### PROBLEM:
Copy these rows word for word, starting with the line that contains "Tag the rounded" and continuing through the line that contains "<point>499,145</point>".

Collection entries
* * * *

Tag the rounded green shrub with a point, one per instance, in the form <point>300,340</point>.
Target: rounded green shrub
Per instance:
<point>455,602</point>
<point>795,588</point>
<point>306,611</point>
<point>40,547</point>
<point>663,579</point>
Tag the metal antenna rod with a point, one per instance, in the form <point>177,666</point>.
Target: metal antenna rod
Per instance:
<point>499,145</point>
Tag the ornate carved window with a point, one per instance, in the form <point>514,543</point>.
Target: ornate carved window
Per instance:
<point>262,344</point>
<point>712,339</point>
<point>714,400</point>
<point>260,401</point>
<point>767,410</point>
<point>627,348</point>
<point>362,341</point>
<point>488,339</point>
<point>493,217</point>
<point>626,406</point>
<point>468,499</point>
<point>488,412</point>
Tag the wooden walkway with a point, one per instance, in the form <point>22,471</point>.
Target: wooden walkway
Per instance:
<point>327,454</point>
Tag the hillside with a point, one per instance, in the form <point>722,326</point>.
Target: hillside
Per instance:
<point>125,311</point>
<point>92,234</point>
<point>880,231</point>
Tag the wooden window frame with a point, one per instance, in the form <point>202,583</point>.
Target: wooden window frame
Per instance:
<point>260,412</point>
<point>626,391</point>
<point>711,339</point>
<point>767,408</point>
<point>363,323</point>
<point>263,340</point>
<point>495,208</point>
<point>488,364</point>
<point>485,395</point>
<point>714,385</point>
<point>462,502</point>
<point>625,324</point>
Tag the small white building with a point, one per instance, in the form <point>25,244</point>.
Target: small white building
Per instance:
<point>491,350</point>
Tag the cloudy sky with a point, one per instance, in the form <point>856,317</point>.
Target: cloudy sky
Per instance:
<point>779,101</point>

* * * *

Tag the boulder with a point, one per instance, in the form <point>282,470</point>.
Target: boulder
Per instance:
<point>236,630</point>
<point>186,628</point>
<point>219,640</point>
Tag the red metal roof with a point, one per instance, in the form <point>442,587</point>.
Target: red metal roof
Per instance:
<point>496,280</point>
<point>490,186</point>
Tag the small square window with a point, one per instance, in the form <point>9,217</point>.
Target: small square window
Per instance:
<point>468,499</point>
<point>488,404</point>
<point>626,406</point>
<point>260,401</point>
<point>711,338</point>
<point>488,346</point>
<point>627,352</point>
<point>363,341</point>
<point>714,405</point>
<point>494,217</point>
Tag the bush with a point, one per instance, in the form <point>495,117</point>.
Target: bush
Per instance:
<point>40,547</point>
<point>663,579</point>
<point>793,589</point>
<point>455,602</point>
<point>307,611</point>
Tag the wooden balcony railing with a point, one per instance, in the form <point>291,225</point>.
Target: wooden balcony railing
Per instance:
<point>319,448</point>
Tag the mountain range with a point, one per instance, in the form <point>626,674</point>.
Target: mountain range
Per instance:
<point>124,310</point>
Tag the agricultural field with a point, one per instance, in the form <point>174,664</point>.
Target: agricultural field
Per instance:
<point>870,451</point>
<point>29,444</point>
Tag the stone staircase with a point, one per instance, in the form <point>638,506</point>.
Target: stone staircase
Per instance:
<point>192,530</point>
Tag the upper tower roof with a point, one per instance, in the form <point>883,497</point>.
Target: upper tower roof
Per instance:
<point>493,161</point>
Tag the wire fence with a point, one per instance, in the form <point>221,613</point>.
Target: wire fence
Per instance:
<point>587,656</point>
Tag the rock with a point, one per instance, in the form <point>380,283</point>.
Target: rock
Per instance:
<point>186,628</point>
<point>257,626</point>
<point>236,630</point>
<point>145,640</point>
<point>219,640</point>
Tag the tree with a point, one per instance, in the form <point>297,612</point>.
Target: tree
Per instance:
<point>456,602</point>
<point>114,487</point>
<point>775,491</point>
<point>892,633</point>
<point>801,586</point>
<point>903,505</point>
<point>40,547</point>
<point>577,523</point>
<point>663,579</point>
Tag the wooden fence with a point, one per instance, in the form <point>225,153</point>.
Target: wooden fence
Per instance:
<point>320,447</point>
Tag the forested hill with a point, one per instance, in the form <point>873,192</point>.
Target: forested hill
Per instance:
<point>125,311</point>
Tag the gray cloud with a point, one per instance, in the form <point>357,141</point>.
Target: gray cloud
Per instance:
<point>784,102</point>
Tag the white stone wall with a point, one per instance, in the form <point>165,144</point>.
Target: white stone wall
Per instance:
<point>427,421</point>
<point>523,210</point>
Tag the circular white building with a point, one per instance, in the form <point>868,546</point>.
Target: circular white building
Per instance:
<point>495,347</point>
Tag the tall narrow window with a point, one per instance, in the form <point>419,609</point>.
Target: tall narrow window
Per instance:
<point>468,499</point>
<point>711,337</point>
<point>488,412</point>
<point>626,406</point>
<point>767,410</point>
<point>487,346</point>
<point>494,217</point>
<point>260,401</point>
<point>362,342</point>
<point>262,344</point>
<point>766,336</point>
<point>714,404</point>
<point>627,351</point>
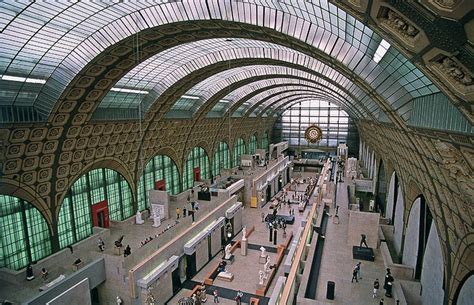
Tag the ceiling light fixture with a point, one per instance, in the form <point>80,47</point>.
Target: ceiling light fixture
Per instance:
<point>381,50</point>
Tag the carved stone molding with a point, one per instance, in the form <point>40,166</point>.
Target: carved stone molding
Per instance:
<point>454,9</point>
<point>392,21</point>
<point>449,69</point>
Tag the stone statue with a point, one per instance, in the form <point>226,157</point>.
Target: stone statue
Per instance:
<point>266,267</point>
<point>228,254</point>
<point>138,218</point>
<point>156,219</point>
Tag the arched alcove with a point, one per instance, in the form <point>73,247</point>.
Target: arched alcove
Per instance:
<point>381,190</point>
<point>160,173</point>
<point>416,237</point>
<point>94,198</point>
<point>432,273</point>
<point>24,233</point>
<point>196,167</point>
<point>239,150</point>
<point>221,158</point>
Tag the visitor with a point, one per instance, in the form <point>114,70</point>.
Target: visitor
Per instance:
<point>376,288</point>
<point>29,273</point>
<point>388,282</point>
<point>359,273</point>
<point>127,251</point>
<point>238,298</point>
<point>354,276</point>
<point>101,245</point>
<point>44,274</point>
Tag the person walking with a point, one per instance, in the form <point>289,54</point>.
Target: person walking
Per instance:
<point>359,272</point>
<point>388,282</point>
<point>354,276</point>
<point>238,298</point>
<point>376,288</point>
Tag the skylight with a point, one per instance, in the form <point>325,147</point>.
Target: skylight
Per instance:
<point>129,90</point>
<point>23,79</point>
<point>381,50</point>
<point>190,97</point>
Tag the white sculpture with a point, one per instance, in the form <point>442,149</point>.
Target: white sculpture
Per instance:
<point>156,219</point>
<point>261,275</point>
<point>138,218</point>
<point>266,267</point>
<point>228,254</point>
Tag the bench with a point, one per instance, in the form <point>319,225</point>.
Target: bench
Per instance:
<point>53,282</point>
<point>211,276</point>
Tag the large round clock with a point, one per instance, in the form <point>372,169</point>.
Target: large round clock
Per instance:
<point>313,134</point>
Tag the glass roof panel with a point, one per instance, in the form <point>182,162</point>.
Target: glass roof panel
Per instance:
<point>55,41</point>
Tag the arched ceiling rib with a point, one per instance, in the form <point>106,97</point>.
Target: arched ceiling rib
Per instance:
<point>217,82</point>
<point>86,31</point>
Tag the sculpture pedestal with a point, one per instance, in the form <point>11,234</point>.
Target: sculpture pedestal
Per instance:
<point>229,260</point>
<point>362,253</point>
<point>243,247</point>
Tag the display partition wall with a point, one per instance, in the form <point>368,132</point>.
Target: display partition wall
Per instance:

* * * *

### WRITTEN ANSWER:
Tag the rounded green shrub with a point, one per instance, in the form <point>300,340</point>.
Target: rounded green shrub
Per instance:
<point>455,602</point>
<point>795,588</point>
<point>306,611</point>
<point>40,547</point>
<point>663,579</point>
Tag the metal antenna rod with a point, one per instance, in the form <point>177,666</point>.
Target: metal antenna rod
Per instance:
<point>499,145</point>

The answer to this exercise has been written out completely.